[Opening Excerpt provided section]

A Study of Plasticity Loss in On-Policy Deep Reinforcement Learning

Authors: Arthur Juliani, Jordan Ash

NeurIPS 2024 | Conference PDF | Archive PDF | Plain Text | LLM Run Details

Reproducibility Variable Result LLM Response
Research Type Experimental Here we perform an extensive set of experiments examining plasticity loss and a variety of mitigation methods in on-policy deep RL.
Researcher Affiliation Industry Arthur Juliani Jordan T. Ash Microsoft Research NYC {ajuliani, ash.jordan}@microsoft.com
Pseudocode No No explicit pseudocode or algorithm blocks were found in the paper. Methods are described in prose.
Open Source Code Yes Code which can be used to reproduce our results is available at https://github.com/awjuliani/deep-rl-plasticity.
Open Datasets Yes We use a simple gridworld task as our main sandbox for studying plasticity loss. The environment is drawn from the Neuro Nav library (Juliani et al., 2022), and the goal of the agent is to collect rewarding blue jewels while avoiding punishing red jewels in a fixed time window (100 time-steps per episode). Each sample of the environment from the distribution of possible tasks changes both the location of the jewels and the walls of the maze. Figure 1 shows environment modification examples. We also use the Coin Run environment from the Proc Gen suite of tasks to evaluate the set of candidate interventions Cobbe et al. (2019, 2020). Proc Gen is built using procedural generation Cobbe et al. (2020), making it possible to study the same three distribution-shift conditions which were considered in the gridworld experiments. Montezuma s Revenge is an Atari game that is often used to benchmark the quality of exploration procedures in RL Bellemare et al. (2013); Salimans and Chen (2018).

[Closing Excerpt provided section]
[Opening Stored data section]

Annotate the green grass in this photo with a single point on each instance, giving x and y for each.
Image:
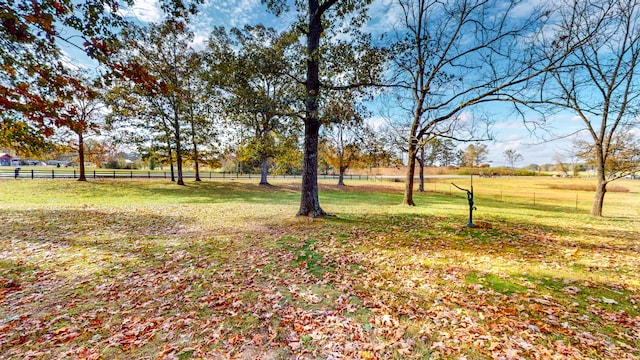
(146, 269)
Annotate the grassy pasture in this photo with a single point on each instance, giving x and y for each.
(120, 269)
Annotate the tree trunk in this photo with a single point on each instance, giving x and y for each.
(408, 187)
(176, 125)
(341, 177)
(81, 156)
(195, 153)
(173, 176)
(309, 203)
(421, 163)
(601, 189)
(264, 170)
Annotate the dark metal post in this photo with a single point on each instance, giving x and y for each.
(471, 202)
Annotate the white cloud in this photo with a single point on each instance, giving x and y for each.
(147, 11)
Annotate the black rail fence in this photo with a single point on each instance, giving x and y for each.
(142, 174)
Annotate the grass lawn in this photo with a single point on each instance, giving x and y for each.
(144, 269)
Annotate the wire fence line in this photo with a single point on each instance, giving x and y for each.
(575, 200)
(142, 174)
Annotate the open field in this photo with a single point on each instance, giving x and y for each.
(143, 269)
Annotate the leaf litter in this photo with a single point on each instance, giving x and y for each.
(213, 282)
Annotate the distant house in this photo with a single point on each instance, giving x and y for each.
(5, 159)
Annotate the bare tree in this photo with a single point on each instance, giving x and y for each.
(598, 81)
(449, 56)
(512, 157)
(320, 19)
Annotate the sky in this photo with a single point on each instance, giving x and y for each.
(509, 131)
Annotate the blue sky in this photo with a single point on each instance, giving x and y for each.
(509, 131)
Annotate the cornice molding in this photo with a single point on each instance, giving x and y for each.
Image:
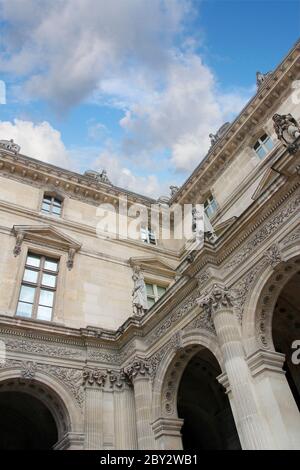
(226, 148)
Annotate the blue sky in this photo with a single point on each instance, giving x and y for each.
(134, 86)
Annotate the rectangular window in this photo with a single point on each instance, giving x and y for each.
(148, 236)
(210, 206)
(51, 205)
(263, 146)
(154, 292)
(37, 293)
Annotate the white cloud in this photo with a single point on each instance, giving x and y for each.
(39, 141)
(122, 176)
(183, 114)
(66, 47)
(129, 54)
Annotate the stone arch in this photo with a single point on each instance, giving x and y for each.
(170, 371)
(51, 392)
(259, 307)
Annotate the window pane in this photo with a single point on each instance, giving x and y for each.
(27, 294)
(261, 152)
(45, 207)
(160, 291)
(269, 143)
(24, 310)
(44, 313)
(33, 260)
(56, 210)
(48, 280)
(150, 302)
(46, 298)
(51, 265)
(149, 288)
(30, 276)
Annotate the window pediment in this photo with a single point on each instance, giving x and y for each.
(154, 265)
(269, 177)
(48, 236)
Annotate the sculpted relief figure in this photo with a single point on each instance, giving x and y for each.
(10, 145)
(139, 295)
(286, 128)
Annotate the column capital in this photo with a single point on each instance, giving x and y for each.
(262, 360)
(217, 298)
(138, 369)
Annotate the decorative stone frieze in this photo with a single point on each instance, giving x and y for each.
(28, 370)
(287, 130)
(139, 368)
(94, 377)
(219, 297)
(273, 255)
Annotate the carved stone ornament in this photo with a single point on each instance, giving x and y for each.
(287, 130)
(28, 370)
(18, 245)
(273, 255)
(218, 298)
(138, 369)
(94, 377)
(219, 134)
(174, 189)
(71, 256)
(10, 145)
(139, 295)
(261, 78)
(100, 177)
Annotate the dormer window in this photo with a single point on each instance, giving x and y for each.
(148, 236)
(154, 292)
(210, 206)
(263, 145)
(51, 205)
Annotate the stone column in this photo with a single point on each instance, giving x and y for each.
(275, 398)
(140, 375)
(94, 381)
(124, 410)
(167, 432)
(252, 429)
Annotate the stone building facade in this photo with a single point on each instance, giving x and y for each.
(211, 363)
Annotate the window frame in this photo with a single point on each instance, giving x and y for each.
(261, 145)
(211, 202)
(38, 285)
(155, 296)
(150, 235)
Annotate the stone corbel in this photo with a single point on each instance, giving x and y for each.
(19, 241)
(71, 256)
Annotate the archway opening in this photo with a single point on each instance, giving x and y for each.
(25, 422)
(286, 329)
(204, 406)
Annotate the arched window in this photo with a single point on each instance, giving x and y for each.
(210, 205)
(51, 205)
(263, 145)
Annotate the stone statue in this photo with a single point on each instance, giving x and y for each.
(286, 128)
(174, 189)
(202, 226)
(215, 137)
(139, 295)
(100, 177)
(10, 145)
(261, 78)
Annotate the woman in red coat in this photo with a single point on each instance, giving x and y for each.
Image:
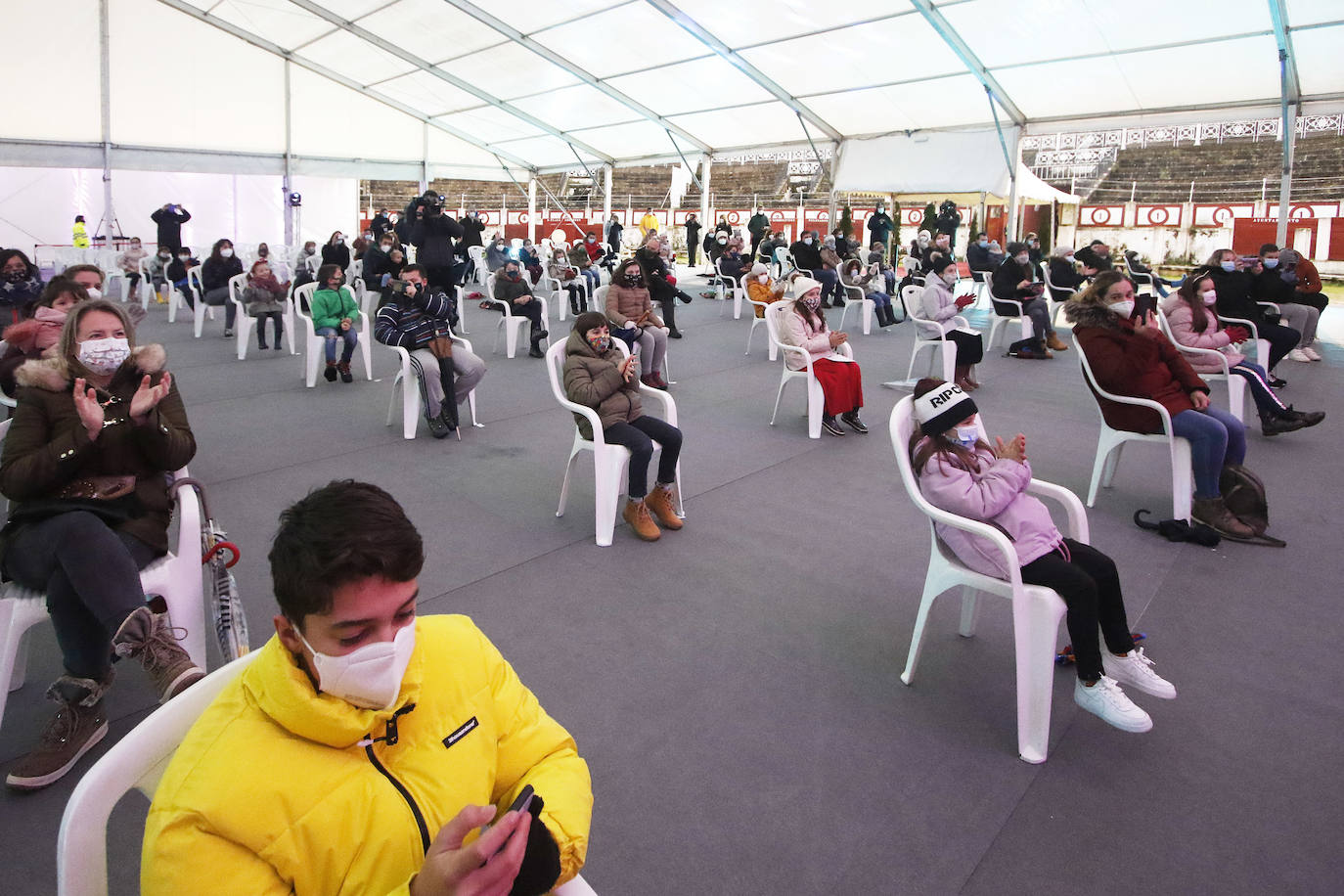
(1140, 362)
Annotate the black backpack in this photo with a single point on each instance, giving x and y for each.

[Closing Stored data section]
[Opening Stored data section]

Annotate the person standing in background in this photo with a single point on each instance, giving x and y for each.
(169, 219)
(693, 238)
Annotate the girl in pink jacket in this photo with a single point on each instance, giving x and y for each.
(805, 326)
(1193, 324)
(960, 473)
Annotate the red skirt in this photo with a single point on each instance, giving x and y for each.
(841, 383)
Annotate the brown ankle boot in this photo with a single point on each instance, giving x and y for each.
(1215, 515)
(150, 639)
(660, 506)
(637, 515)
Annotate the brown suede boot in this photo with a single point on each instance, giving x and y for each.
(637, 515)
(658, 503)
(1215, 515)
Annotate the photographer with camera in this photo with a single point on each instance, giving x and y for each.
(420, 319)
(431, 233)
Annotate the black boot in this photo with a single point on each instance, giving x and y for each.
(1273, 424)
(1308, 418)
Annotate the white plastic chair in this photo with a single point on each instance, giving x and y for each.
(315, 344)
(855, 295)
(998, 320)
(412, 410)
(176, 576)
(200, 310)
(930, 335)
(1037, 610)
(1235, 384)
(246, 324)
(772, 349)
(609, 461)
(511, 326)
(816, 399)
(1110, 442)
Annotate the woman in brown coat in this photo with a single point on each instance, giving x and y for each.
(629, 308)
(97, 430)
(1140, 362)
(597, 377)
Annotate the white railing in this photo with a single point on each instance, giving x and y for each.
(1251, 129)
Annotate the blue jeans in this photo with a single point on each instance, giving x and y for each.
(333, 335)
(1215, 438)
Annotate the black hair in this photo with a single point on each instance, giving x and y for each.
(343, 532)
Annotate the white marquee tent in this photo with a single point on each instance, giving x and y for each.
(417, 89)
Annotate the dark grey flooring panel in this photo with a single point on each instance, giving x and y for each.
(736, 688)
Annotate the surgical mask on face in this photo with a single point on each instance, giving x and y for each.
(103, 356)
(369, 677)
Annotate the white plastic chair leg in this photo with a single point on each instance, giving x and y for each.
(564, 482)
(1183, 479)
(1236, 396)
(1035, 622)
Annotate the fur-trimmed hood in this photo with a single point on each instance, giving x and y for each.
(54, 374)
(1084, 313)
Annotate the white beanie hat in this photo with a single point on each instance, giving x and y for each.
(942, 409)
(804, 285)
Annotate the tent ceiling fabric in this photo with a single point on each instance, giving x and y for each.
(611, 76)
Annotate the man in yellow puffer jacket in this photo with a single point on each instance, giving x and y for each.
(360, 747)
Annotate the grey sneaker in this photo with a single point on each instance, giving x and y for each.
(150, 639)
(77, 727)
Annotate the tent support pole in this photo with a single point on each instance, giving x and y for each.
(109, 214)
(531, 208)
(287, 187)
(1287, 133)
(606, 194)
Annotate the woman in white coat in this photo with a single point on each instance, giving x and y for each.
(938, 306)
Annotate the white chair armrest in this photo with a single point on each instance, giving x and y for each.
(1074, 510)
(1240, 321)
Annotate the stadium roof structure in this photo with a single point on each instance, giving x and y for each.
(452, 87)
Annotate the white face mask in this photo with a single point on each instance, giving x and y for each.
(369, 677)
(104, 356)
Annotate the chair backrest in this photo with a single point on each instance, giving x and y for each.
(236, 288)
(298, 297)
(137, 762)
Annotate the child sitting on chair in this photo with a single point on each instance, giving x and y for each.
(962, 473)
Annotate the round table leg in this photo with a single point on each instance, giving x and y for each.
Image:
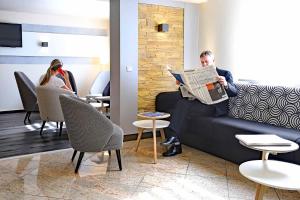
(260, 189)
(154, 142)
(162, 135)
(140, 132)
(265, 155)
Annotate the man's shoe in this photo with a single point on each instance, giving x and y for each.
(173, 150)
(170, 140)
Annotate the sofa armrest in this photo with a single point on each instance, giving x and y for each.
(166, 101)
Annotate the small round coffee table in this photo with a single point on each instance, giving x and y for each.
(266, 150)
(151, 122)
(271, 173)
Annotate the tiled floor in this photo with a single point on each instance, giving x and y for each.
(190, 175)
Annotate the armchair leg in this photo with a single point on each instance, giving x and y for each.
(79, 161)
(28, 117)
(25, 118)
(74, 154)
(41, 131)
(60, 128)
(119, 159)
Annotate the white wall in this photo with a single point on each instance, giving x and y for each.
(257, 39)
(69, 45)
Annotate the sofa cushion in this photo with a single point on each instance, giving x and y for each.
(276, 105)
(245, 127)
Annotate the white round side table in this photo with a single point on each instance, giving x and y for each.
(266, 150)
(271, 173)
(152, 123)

[Closing Stored data section]

# Task instructions:
A. Answer these questions from the page on plasticity loss in on-policy deep reinforcement learning:
(i) With which organization are the authors affiliated?
(ii) How many time-steps does each episode of the gridworld task last?
(iii) Which environment from the Proc Gen suite is used to evaluate the candidate interventions?
B. Write the next few sentences of the page on plasticity loss in on-policy deep reinforcement learning, starting after its final sentence.
The lines above have no connection to the text on plasticity loss.

# Answers in order:
A.
(i) Microsoft Research NYC
(ii) 100 time-steps
(iii) Coin Run

B.
Dataset Splits No The paper describes training over multiple 'rounds' with changing environment distributions and distinguishes between 'training performance' and 'test performance' in figures. However, it does not explicitly provide specific percentages, sample counts, or a detailed methodology for traditional train/validation/test dataset splits, nor does it mention a separate validation set.
Hardware Specification Yes All experiments are conducted using either a single P100 or V100 GPU on a cloud machine.
Software Dependencies No The paper mentions using PPO, Neuro Nav library, and Adam optimizer but does not provide specific version numbers for any software dependencies like programming languages or deep learning frameworks.
Experiment Setup Yes Table 1: Optimal hyperparameter values used for different environments and interventions. Chosen values are the result of performing a sweep over possible values using permute environment shift condition. Table 2: Default values used in PPO algorithm for all gridworld and Coin Run experiments.